═══ Records for this task

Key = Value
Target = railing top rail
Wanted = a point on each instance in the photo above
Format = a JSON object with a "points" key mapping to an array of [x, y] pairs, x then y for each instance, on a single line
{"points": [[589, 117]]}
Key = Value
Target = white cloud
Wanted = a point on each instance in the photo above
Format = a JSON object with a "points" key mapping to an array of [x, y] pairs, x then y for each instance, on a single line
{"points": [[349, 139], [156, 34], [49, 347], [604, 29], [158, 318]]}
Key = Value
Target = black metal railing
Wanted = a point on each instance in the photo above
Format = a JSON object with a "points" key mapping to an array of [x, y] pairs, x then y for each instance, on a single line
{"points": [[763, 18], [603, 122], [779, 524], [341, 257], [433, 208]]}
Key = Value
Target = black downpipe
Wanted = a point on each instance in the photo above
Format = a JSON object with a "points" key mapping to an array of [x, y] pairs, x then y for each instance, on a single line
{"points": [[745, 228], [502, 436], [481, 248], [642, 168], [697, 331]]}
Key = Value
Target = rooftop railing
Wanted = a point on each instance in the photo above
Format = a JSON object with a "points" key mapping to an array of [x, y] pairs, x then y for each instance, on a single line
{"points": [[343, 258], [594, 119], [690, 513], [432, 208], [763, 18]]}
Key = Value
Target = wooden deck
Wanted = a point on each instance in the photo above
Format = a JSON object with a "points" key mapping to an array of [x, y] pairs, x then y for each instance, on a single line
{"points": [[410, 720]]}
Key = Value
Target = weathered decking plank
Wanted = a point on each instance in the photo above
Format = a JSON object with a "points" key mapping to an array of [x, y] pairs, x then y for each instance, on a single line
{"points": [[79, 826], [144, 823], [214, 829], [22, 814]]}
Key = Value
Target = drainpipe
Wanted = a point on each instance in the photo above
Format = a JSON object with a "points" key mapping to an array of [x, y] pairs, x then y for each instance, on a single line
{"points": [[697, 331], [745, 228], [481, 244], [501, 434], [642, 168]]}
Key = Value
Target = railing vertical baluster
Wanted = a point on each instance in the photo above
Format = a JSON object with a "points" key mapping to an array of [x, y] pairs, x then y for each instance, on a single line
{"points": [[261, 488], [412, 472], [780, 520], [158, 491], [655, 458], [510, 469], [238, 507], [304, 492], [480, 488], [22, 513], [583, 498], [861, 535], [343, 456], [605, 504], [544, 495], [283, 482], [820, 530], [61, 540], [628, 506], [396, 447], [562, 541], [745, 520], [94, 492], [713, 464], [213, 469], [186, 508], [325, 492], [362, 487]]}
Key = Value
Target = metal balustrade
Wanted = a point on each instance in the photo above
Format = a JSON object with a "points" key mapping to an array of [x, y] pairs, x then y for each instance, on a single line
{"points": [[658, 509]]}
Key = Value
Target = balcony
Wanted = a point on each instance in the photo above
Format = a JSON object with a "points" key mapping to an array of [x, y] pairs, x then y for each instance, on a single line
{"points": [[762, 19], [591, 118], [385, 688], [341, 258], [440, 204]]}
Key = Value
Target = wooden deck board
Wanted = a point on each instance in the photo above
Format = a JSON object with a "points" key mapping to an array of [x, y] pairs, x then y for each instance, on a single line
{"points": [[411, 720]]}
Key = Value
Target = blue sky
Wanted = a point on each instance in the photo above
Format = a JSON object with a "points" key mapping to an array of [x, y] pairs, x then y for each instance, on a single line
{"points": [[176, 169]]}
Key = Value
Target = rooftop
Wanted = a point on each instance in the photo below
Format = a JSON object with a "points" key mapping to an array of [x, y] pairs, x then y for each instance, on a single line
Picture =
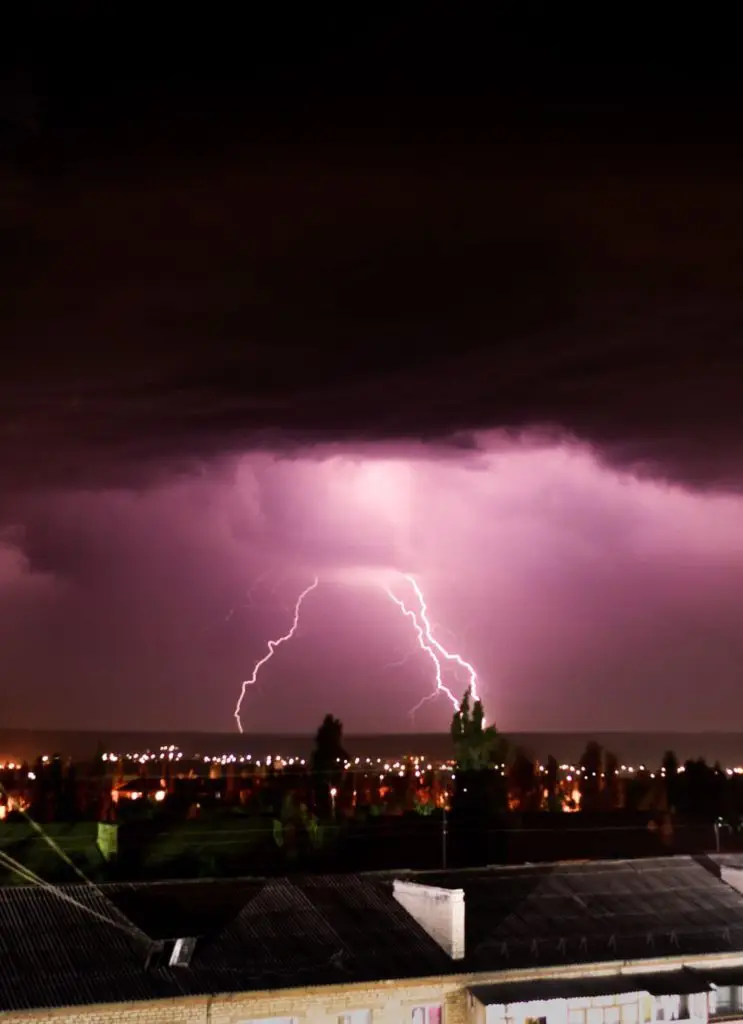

══════

From the first line to the last, write out the data exactly, omitting any pictures.

_Answer_
Key = Value
Target = railing top rail
Wanted = a point on each instance in the photo above
Format = a JSON object with a "points" key mapping to an array of [x, y] pairs, x then y for each instance, on a single line
{"points": [[589, 117]]}
Key = Value
Target = white cloud
Wanted = a point on each instance in the photo above
Format = a JSON object with a "points" key mapping to an array of [x, y] pairs, x then y for each instance, on a single line
{"points": [[349, 139], [156, 34], [49, 347], [604, 29], [158, 318]]}
Key = Value
Target = black metal railing
Wanted = a point on each instance in the photo above
Format = a JSON object with a "points" key mapping to an array of [x, y] pairs, x then y for each instance, on a single line
{"points": [[763, 18], [603, 122], [779, 524], [341, 257], [433, 208]]}
Key = Value
Target = black downpipe
Wanted = a point on each instance in the photo above
Format = a JSON object with a "points" key mapping to an array of [x, y] pairs, x then y for each instance, on a single line
{"points": [[745, 228], [502, 436], [481, 248], [642, 168], [697, 331]]}
Key = Value
Target = rooftop railing
Wanted = a point on each instance in the photo above
Format = a JSON object with a "points" key mapping to an array of [x, y] pairs, x then y for each instance, on a single line
{"points": [[343, 258], [594, 119], [690, 513], [432, 208], [763, 18]]}
Key = Value
Target = wooden deck
Wanted = a point on each instance in the photo above
Format = a JSON object with a "points" key mapping to an array of [x, y] pairs, x then y for each instance, on a single line
{"points": [[410, 720]]}
Key = Value
Target = weathered decking plank
Wanted = a point on each instance in the photo above
Format = a JSON object with a "points" key mapping to an array of [x, y] pairs, x then y for each instance, on a single line
{"points": [[79, 826], [144, 823], [214, 829], [22, 814]]}
Key = Value
Target = drainpipe
Wanted = a point on each instance in the photo above
Format = a JSON object with a "points" key mapping to an array of [x, y] pairs, x then y for each instance, on a single line
{"points": [[697, 331], [745, 228], [481, 244], [501, 434], [642, 168]]}
Key = Value
Target = railing vertical baluster
Wanted = a point on each instance in the photo above
Format = a JSON object with a "points" key mapping to an array of [x, y] pairs, x then y for each instance, on a single line
{"points": [[261, 488], [412, 472], [780, 520], [158, 491], [655, 458], [510, 469], [238, 507], [304, 492], [480, 488], [22, 513], [583, 498], [861, 535], [343, 456], [605, 504], [544, 495], [283, 482], [820, 530], [61, 540], [628, 506], [396, 447], [562, 541], [745, 520], [94, 492], [713, 464], [213, 469], [186, 508], [325, 492], [362, 487]]}
Key = Value
Target = metal balustrade
Wanted = a point on each instance in the photo above
Format = a JSON object with a "points" key mapping to an array of [x, y] pairs, x then y for each instance, on a single line
{"points": [[658, 509]]}
Key = Value
Target = balcony
Wanted = a point on each instance in the photo above
Format = a JSON object with a "points" key mapping to an array of [x, y] pairs, x then y for each instance, on a single line
{"points": [[762, 19], [591, 118], [385, 688], [341, 258], [440, 204]]}
Key = Value
Target = wooden deck board
Wanted = a point on each instance in the photo above
Format = a JSON object with a "points" key mapping to an array of [x, y] pairs, x then y for each instance, on a single line
{"points": [[411, 720]]}
Key = Value
Target = blue sky
Wanted = a point on each instance in the photo above
Format = a JSON object with a "points" key mapping to an array of [x, y] pairs, x then y for each instance, on a single line
{"points": [[176, 169]]}
Key = Value
Target = rooftop
Wanted = a point on each instance in the photo below
Format = a JSON object with a "points" key mapping to an array of [x, y] pairs, x then y for each instance, on a single line
Picture =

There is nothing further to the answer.